(Dataset rows)

──────────────────────────────

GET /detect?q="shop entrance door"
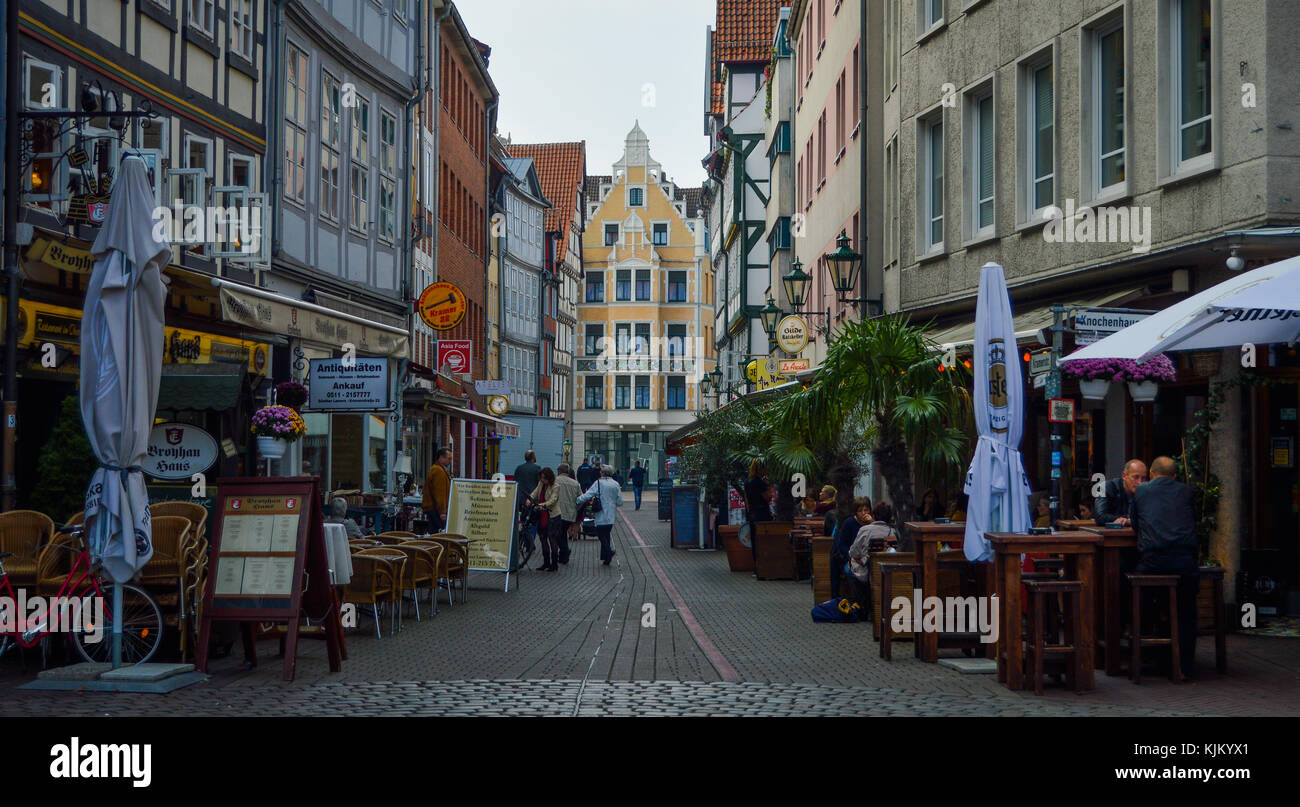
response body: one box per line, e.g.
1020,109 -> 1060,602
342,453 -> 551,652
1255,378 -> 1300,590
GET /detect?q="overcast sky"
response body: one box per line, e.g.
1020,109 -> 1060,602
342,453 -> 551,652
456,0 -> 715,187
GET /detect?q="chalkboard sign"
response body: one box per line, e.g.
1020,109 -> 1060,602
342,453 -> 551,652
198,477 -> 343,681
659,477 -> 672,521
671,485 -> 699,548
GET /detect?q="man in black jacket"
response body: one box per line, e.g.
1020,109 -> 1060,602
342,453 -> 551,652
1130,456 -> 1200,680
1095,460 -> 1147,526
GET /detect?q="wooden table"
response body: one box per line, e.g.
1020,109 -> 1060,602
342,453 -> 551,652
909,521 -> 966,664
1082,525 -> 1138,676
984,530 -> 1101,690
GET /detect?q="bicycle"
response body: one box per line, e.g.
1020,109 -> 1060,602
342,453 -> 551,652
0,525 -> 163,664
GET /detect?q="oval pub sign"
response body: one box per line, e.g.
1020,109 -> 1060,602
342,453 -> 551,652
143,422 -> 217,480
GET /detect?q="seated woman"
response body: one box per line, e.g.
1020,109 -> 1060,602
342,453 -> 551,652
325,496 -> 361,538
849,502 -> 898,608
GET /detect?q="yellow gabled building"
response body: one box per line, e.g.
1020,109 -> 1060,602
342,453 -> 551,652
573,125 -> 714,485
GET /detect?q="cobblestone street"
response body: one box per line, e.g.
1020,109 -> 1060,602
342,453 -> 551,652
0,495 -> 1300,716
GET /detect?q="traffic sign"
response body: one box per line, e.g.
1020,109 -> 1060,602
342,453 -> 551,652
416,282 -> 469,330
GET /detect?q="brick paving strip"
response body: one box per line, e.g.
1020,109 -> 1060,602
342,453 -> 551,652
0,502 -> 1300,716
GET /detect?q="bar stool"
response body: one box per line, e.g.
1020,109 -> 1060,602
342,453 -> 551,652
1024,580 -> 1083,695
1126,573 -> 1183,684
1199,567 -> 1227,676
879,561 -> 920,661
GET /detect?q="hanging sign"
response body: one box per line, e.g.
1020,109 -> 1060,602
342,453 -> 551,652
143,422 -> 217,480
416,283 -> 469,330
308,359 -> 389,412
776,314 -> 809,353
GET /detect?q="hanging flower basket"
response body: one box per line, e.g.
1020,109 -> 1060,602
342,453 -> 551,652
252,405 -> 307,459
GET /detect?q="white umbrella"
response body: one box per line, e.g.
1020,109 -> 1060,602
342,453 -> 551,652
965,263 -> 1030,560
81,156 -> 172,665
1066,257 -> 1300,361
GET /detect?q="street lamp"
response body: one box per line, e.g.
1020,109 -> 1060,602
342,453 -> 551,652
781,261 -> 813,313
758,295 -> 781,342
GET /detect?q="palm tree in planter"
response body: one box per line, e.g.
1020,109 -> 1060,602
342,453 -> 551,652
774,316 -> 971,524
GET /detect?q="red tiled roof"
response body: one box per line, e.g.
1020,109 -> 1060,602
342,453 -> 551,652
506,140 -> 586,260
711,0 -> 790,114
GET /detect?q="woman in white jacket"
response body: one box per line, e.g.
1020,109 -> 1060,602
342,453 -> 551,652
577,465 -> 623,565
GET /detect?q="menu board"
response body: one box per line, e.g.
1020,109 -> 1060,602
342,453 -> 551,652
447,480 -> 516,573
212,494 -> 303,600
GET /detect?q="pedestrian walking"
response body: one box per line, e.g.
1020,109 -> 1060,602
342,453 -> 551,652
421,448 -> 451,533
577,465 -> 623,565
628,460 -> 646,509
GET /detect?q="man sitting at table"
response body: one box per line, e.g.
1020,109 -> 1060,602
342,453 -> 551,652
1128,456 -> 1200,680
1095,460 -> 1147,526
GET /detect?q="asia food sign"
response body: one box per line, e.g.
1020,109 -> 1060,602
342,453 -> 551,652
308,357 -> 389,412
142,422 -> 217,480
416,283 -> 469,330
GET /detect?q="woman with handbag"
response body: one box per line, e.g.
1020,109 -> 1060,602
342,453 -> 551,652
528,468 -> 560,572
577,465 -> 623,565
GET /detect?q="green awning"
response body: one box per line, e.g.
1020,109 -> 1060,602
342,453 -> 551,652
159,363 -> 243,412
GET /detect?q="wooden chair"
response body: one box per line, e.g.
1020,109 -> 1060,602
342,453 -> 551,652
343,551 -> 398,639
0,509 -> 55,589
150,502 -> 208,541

──────────────────────────────

### [EXERCISE BRIEF]
Extract each line from the dataset rows above that contains the word "white".

### [THE ANSWER]
GET /detect?q="white umbrella"
GET /detect?q="woman in white jacket"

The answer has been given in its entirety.